* [TASK DIRECTIONS] Your reply should be the complete data, reproduced exactly.

* [MATERIAL PROVIDED]
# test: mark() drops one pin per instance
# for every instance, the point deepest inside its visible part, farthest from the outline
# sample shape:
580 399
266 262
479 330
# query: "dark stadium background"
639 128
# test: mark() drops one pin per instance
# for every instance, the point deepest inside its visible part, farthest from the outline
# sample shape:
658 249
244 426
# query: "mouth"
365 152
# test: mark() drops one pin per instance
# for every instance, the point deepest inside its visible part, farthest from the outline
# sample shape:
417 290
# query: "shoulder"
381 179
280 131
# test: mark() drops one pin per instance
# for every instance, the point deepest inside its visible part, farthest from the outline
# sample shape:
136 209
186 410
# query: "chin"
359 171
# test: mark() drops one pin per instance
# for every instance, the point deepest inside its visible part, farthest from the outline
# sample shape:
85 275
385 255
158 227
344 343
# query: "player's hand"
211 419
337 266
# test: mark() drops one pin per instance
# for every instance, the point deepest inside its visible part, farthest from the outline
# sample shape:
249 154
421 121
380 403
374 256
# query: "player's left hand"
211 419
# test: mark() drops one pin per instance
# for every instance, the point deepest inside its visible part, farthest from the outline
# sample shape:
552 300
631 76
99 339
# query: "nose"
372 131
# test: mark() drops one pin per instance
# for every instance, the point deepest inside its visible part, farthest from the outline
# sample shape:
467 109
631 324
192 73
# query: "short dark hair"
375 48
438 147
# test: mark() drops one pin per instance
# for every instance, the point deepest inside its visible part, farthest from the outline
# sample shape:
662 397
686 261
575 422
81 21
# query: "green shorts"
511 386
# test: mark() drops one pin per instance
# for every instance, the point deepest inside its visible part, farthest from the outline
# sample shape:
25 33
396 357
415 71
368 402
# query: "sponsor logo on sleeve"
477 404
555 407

* [RESULT OF THE TASK]
# test: mark() drops one pin per instance
# for every instance, the point deepest inside its visible part, farthest from the outline
# sample shape:
580 399
266 262
479 330
# query: "dark stadium background"
639 128
# test: mark() drops one pin per instance
# for every instance, the point deepest inside its visible part, farthest from the outline
# sample shape:
658 249
244 426
# query: "mouth"
365 152
# test: mark() drops one pin per instance
# for every instance, the point deepest inside its visible part, farthest from the outline
# sample shape:
417 290
# query: "shoulder"
381 179
280 131
# test: mark() drops one pin per instance
# for every instance, the point deepest inside its visible part, farthest from the outline
# sample shape:
136 209
186 410
# query: "chin"
359 171
# test: mark() drops one pin per instance
# for every instance, the point deepest inside its visible part, farthest from the outline
# sample shape:
85 275
385 255
158 227
344 343
# query: "player's hand"
211 419
337 266
# test: mark() drops one pin per instance
# for every instance, the point deepest inside its visible part, farthest from the outline
# sample shape:
249 154
421 121
380 403
374 256
# query: "player's left hand"
211 419
# test: mark() drops one pin per instance
# for every instance, the point deepest inside its visible part, farthest from the outline
# sample shape:
552 300
631 76
99 339
# query: "nose"
372 131
# test: mark() drops one pin per instance
# for every instance, the point deepest inside its visible part, farthest from the outline
# sample shape:
467 109
631 324
192 73
# query: "short dark hair"
375 48
438 147
# test: mark() drops one pin per instance
# for every instance, the point deepest inside its visible part, farthest from the outline
# sample shape:
662 397
686 261
575 422
81 21
# query: "green shorts"
511 386
# test: mark() drops one pin per instance
# for every instance, the point deepest inside its visible part, farthest from the outline
# sample shape:
25 33
396 357
415 71
368 402
# query: "sponsor logo on sleeve"
477 404
555 407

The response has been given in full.